■ **WRITTEN INSTRUCTION**:
Starting with the line that contains "Please identify the armchair" and continuing through the end of the material below, recast those lines as a numbered list, omitting any blank lines.

--- START MATERIAL TO PROCESS ---

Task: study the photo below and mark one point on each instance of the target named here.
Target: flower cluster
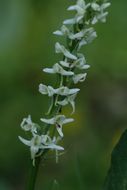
(78, 31)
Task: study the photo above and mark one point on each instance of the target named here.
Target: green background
(27, 46)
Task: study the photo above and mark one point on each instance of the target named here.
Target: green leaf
(117, 175)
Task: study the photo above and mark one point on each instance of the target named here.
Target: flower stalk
(72, 69)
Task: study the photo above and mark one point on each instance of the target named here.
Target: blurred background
(27, 46)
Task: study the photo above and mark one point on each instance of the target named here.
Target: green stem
(33, 174)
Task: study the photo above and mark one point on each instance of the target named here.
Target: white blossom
(61, 49)
(58, 121)
(39, 143)
(28, 125)
(46, 90)
(79, 78)
(65, 91)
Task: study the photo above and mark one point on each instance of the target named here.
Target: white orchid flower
(79, 78)
(61, 49)
(28, 125)
(58, 69)
(58, 121)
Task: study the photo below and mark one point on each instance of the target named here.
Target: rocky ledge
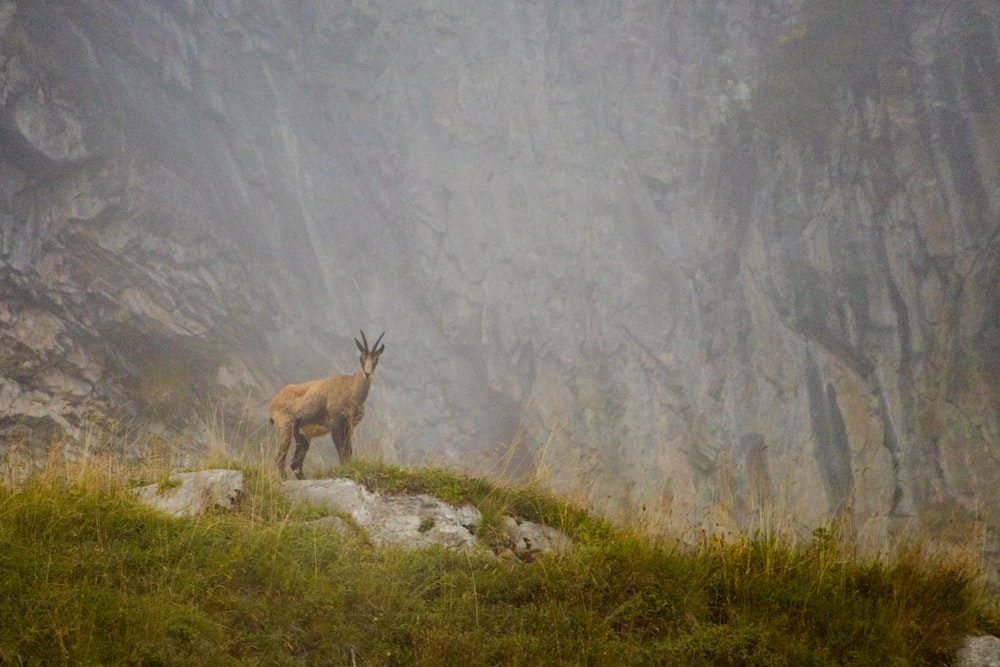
(408, 521)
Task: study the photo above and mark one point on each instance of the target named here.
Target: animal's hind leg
(285, 440)
(301, 447)
(341, 434)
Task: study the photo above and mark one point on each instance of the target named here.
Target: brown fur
(333, 405)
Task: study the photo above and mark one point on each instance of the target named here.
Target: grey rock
(188, 494)
(527, 537)
(721, 285)
(392, 519)
(981, 651)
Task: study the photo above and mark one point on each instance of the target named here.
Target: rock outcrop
(387, 519)
(187, 494)
(735, 266)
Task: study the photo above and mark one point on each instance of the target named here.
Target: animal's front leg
(284, 441)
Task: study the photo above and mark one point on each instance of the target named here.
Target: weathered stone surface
(189, 494)
(527, 537)
(734, 264)
(401, 520)
(983, 651)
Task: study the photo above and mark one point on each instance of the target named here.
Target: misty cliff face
(731, 267)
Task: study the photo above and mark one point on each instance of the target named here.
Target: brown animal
(333, 405)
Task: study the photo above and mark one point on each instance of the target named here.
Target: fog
(709, 268)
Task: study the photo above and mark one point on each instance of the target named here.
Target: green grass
(90, 576)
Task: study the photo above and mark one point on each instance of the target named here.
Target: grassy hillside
(89, 576)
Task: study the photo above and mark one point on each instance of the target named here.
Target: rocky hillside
(733, 266)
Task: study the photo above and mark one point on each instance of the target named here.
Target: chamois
(333, 405)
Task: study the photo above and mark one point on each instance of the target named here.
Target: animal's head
(369, 357)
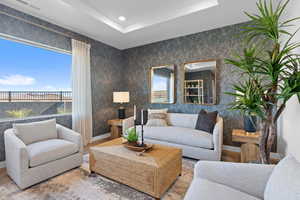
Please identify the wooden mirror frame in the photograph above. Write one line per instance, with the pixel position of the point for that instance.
(214, 87)
(150, 83)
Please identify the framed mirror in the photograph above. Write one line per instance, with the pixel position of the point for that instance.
(200, 82)
(162, 82)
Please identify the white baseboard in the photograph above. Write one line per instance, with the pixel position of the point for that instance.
(100, 137)
(231, 148)
(238, 149)
(2, 164)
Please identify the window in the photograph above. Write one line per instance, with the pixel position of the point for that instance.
(33, 80)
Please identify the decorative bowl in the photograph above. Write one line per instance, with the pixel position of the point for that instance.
(137, 148)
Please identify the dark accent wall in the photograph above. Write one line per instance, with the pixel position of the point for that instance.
(215, 44)
(113, 69)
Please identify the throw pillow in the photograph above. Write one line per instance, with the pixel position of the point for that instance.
(284, 182)
(206, 121)
(157, 117)
(36, 131)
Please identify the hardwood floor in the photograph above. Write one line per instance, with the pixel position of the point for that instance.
(227, 156)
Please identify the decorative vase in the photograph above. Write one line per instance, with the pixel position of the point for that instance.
(250, 124)
(133, 143)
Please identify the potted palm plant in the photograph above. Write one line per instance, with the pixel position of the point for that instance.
(271, 70)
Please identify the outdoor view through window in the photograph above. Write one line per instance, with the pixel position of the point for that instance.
(33, 81)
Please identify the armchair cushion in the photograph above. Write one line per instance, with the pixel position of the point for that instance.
(284, 182)
(202, 189)
(36, 131)
(49, 150)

--- END MATERIAL TO PROCESS ---

■ **EXPECTED ANSWER**:
1. Please identify the armchair cushion in the photograph above. Write one line per instance, with the pixel position of the point for that instance.
2. (284, 182)
3. (202, 189)
4. (36, 131)
5. (49, 150)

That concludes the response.